Dataset entries>
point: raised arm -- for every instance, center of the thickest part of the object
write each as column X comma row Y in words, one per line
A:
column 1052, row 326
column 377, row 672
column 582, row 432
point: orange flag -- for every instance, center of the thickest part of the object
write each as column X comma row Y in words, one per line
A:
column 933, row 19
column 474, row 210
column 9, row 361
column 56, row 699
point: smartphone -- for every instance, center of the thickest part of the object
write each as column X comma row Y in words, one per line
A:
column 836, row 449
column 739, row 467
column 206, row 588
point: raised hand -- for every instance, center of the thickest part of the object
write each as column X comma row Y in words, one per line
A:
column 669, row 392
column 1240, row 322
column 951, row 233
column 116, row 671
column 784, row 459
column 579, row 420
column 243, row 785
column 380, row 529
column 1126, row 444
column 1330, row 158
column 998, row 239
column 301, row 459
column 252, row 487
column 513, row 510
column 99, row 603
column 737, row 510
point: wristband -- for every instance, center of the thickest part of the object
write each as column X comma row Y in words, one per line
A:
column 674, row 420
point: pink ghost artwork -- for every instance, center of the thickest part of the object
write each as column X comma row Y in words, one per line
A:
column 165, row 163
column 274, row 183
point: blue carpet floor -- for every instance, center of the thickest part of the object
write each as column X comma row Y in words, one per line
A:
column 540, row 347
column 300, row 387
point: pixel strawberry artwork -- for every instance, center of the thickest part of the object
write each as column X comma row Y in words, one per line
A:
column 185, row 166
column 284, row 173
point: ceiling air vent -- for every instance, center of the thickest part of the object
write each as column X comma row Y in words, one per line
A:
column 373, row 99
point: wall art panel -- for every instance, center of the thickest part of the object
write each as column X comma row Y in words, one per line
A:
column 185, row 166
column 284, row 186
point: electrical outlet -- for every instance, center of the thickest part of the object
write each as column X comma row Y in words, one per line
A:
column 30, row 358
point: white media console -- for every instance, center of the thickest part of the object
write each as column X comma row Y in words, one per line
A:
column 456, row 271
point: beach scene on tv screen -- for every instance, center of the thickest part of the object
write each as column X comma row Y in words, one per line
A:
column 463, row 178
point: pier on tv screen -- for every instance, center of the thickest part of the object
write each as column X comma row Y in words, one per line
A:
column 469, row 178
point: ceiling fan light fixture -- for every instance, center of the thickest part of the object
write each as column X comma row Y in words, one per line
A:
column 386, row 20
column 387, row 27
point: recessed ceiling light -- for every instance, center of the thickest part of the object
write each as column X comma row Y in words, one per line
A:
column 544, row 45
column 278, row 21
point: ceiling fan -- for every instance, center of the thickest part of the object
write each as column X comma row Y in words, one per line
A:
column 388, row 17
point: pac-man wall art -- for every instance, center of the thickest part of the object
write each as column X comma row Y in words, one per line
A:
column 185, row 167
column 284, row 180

AIM OF THE TASK>
Copy the whole of the data above exactly.

RESPONSE>
point: raised arm -- for every instance, center of the thickest part of the object
write each as column X comma row Y in words, one per line
A:
column 1052, row 326
column 377, row 672
column 582, row 432
point: orange flag -- for every instance, center of the thickest part of the object
write each as column X comma row Y in words, one per line
A:
column 933, row 19
column 474, row 210
column 9, row 361
column 56, row 699
point: smartphone -- for every instance, center of the thickest part of the object
write each as column X comma row Y in words, one per line
A:
column 836, row 449
column 739, row 467
column 206, row 588
point: raised hand -- for every instance, center of the thickest part of the object
write each as column X comma row Y in words, one per line
A:
column 669, row 392
column 1240, row 322
column 951, row 233
column 116, row 671
column 784, row 459
column 579, row 420
column 243, row 785
column 380, row 529
column 1126, row 444
column 1330, row 158
column 998, row 239
column 301, row 459
column 252, row 487
column 513, row 510
column 99, row 603
column 737, row 510
point: wristband -- for every instance, center of the thickest part of the object
write each as column X comma row Y in words, one per line
A:
column 674, row 420
point: pink ghost artwork -- for every instance, center of the thickest part of the object
write each as column X comma row Y in words, one per line
A:
column 165, row 163
column 274, row 183
point: blue carpet floor -- for every instance, center of the thickest part of the object
write each as column X comma row Y in words, one per line
A:
column 540, row 347
column 300, row 387
point: pixel strawberry artwork -- for every instance, center of the thickest part of the object
write each as column X comma row Y in words, one per line
A:
column 185, row 166
column 284, row 173
point: ceiling air vent -- for every instance, center of the thickest part of the object
write each as column X comma row Y in words, one per line
A:
column 373, row 99
point: wall art panel -- for every instance, center of the thickest part of the object
write each as column X comma row Y in words, one per line
A:
column 185, row 166
column 284, row 186
point: electrical outlet -- for every instance, center of the thickest part of the object
write each as column X comma row Y in words, one per line
A:
column 30, row 358
point: white media console -- for every instance, center of the thickest part of the object
write each as column X comma row Y in words, one per line
A:
column 456, row 271
point: beach scene on tv screen -- for every instance, center of the thickest part of the object
write each as column X comma row Y in words, one per line
A:
column 463, row 178
point: pier on tv screen -- for every instance, center of the thickest part of the object
write each as column X comma row Y in words, one per line
A:
column 469, row 178
point: ceiling fan light fixture -- for every instance, center of the thickest part of the object
write each as column X comma row Y in words, one per line
A:
column 386, row 20
column 387, row 27
point: recessed ceiling light -- for every instance, center of the thickest part of the object
write each as column X comma row Y in words, one per line
A:
column 544, row 45
column 278, row 21
point: ceiling fan -- for every instance, center of the thickest part of the object
write each as column X comma row Y in words, one per line
A:
column 388, row 17
point: pac-man wall art -- for every instance, center of the thickest part of the object
write each as column X comma row Y in words, one per line
A:
column 185, row 167
column 284, row 180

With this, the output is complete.